■ Exercise passage ■
===
Moving-Average Smoothing
Inside the classical algorithm sat a quiet workhorse: the moving average. It deserves a
page of its own, because it is the simplest and most widely used smoother in all of applied
data analysis — the thing your fitness app draws through your jagged daily weight, the thing a trader
means by "the 200-day". The idea is almost too plain to state: to see the slow signal under the noise,
replace each point with the average of its neighbours. Averaging cancels the fast
random jitter (it is as often up as down) while leaving the slow trend nearly untouched.
The m-term moving average centered at time
t is
\hat T_t = \frac{1}{m}\sum_{j=-k}^{k} y_{t+j}, \qquad m = 2k+1.
For an odd window m = 2k+1 this is beautifully symmetric: k points
on each side and the point itself, all weighted equally. A 3-term average smooths gently; a 25-term
average smooths hard.
Why it works: a low-pass filter
A moving average is a low-pass filter — it lets slow (low-frequency) movement through
and blocks fast (high-frequency) wiggle. The reason is intuitive: over a short window the trend is
nearly constant, so averaging returns it almost unchanged; the noise, being a fresh independent kick at
each step, largely cancels because the pluses and minuses average out. If the noise has variance
\sigma^2, averaging m independent points cuts the
noise variance to \sigma^2/m — a factor-of-m
calming. Wider window, quieter output.
- Wide window (large m): very smooth, low variance —
but sluggish, blurring sharp turns and lagging real changes in the trend.
- Narrow window (small m): responsive, follows genuine
turns quickly — but still noisy, letting jitter through.
- Choosing m is choosing where to sit on this
bias–variance trade-off: too smooth (biased, over-flattened) vs too rough (high
variance).
This is the same tension you will meet everywhere in statistics; the moving average is the cleanest
place to feel it in your hands.
Even windows and the 2×m average
There is a snag when the window length is even — and even windows are exactly what seasonal
data forces on you (m = 12 for months, m = 4 for
quarters). An even-length average is not centered on an integer time: a 12-term average of months 1–12
sits at time 6.5, not on any real observation. The fix is the 2×m moving average — take
a moving average of the moving average, i.e. average two adjacent even-length windows. The net effect is
an (m+1)-term weighted average with half weight on the two end
points:
\hat T_t = \frac{1}{2m}\Big(\tfrac12 y_{t-k} + y_{t-k+1} + \dots + y_{t+k-1} + \tfrac12 y_{t+k}\Big), \quad k = m/2.
The half-weighted ends re-center the window symmetrically on t. That "2×12"
centered average is precisely the trend estimator inside
classical
decomposition for monthly data.
Weighted moving averages
Equal weights are the crudest choice. A weighted moving average
\hat T_t = \sum_j w_j\, y_{t+j} (with
\sum_j w_j = 1) can put more emphasis on the centre and taper toward the
edges, which smooths noise without blurring turns as much. Famous weight sets — the Spencer 15-point
average, the Henderson filters buried inside census seasonal-adjustment software — are just carefully
chosen w_j that pass a local cubic trend perfectly while suppressing noise.
===
(Extracted data entries)

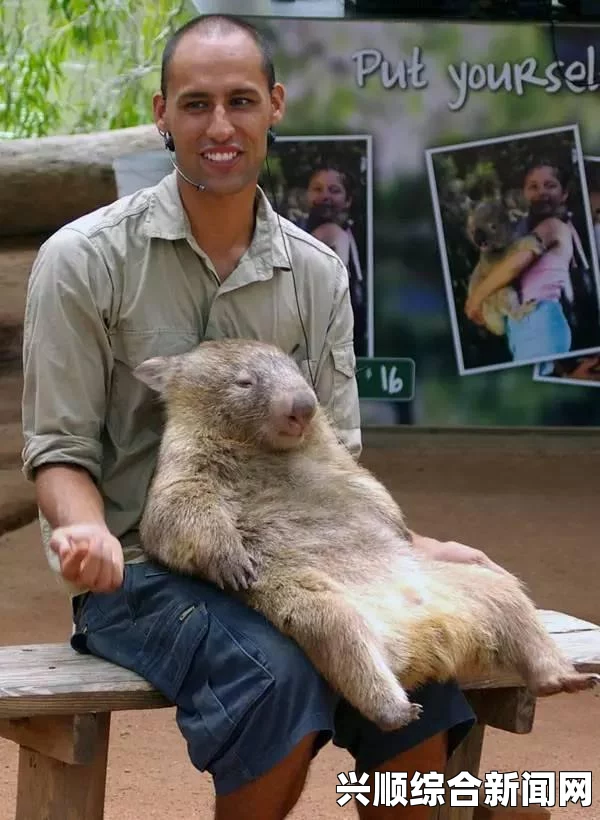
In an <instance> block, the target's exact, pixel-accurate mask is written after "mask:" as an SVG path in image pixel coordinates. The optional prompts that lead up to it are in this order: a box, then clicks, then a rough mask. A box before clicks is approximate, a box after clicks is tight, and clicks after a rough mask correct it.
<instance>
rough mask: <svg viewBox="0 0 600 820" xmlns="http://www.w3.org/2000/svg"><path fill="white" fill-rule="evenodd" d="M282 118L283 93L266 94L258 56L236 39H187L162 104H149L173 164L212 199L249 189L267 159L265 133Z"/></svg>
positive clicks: (154, 97) (261, 72)
mask: <svg viewBox="0 0 600 820" xmlns="http://www.w3.org/2000/svg"><path fill="white" fill-rule="evenodd" d="M283 111H284V90H283V88H282V86H281V85H279V84H277V85H276V86H275V88H274V89H273V90H272V91H271V92H269V87H268V81H267V77H266V75H265V73H264V71H263V66H262V55H261V53H260V51H259V49H258V47H257V46H256V44H255V43H254V41H253V40H252V38H251V37H250V36H249V35H248V34H246V33H245V32H243V31H235V32H229V33H227V34H225V35H223V34H219V35H217V34H216V33H215V34H211V33H208V32H206V31H202V30H200V31H191V32H189V33H188V34H186V35H185V36H184V37H183V38H182V39H181V41H180V42H179V43H178V45H177V48H176V49H175V53H174V55H173V57H172V60H171V63H170V65H169V70H168V83H167V98H166V101H165V100H164V99H163V97H162V95H161V94H157V95H155V97H154V116H155V120H156V123H157V125H158V127H159V128H160V130H161V131H170V133H171V134H172V136H173V141H174V143H175V149H176V155H177V164H178V165H179V167H180V168H181V170H182V171H183V173H184V174H185V175H186V176H188V177H189V178H190V179H191V180H193V181H194V182H198V183H201V184H202V185H204V186H205V187H206V190H207V191H210V192H211V193H214V194H234V193H238V192H239V191H242V190H244V189H245V188H247V187H248V186H252V187H254V186H255V185H256V181H257V179H258V175H259V173H260V170H261V168H262V164H263V162H264V158H265V154H266V132H267V129H268V128H269V126H271V125H276V124H277V123H278V122H279V121H280V119H281V117H282V116H283Z"/></svg>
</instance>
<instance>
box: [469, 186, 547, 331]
mask: <svg viewBox="0 0 600 820" xmlns="http://www.w3.org/2000/svg"><path fill="white" fill-rule="evenodd" d="M467 235H468V237H469V239H470V241H471V242H472V243H473V244H474V245H475V247H476V248H478V249H479V261H478V263H477V265H476V266H475V269H474V271H473V273H472V274H471V277H470V279H469V287H468V293H469V295H470V294H471V292H472V290H473V288H474V287H475V285H477V284H479V282H481V281H482V280H483V279H485V278H486V277H487V276H488V274H489V273H490V271H491V270H492V268H493V267H494V266H495V265H496V264H497V263H498V262H500V261H501V260H502V259H503V258H504V257H505V256H506V254H507V253H508V252H509V251H510V252H512V251H514V250H533V251H535V252H536V253H540V246H539V241H538V240H537V239H536V238H535V237H534V236H531V235H528V236H524V237H522V238H520V239H514V232H513V226H512V224H511V221H510V216H509V213H508V210H507V208H506V207H505V205H504V203H503V202H502V201H501V200H500V199H484V200H483V201H482V202H480V203H479V204H478V205H476V206H475V208H473V210H472V211H471V213H470V214H469V218H468V220H467ZM534 307H535V302H527V303H526V304H523V305H522V304H521V303H520V301H519V297H518V294H517V291H516V290H515V288H514V287H513V286H512V285H507V286H506V287H503V288H500V289H499V290H497V291H495V292H494V293H492V294H490V296H488V297H487V299H485V300H484V302H483V305H482V314H483V319H484V324H485V326H486V327H487V329H488V330H489V331H490V332H491V333H494V334H495V335H496V336H502V335H503V334H504V332H505V321H504V317H505V316H511V317H512V318H513V319H522V318H523V316H526V315H527V314H528V313H530V312H531V311H532V310H533V308H534Z"/></svg>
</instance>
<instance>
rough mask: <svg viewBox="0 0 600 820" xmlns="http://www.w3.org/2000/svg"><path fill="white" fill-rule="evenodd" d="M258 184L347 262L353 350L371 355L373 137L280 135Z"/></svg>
mask: <svg viewBox="0 0 600 820" xmlns="http://www.w3.org/2000/svg"><path fill="white" fill-rule="evenodd" d="M260 185H261V186H262V188H263V190H264V192H265V194H266V195H267V197H268V198H269V199H270V200H271V204H272V205H273V207H274V208H275V210H276V211H278V212H279V213H280V214H281V215H282V216H284V217H286V218H287V219H289V220H291V221H292V222H294V223H295V224H296V225H298V227H300V228H303V229H304V230H305V231H307V232H308V233H310V234H311V235H312V236H314V237H315V238H316V239H318V240H319V241H321V242H323V243H325V244H326V245H328V246H329V247H330V248H331V249H332V250H334V251H335V252H336V253H337V254H338V256H339V257H340V258H341V260H342V262H343V263H344V264H345V266H346V269H347V270H348V275H349V278H350V298H351V302H352V310H353V313H354V352H355V354H356V355H357V356H372V355H373V348H374V341H373V318H372V305H373V299H372V292H373V283H372V280H373V273H372V247H373V240H372V163H371V137H370V136H369V135H366V136H352V137H345V136H330V137H329V136H319V137H286V136H279V137H278V139H277V142H276V143H275V145H274V146H273V147H272V148H271V150H270V153H269V165H268V168H265V170H264V171H263V174H262V175H261V178H260Z"/></svg>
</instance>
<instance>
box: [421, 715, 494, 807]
mask: <svg viewBox="0 0 600 820" xmlns="http://www.w3.org/2000/svg"><path fill="white" fill-rule="evenodd" d="M484 732H485V724H483V723H476V724H475V725H474V726H473V728H472V729H471V731H470V732H469V734H468V735H467V736H466V738H465V739H464V740H463V742H462V743H461V744H460V746H458V748H456V749H455V750H454V754H453V755H452V757H451V758H450V760H449V761H448V765H447V767H446V771H445V772H444V783H447V782H448V780H450V779H451V778H453V777H455V775H457V774H460V773H461V772H469V773H470V774H472V775H474V776H475V777H477V776H478V774H479V763H480V760H481V750H482V748H483V735H484ZM475 808H476V807H475V806H465V805H463V806H451V805H450V789H448V788H447V789H446V796H445V798H444V805H442V806H436V808H435V809H433V810H432V813H431V820H472V818H473V813H474V811H475Z"/></svg>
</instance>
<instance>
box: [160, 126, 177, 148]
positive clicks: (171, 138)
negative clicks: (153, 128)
===
■ What you need to do ■
In the moving-average smoothing text, at what time does a 12-term average of months 1–12 sit?

■ Task solution ■
At time 6.5, not on any real observation.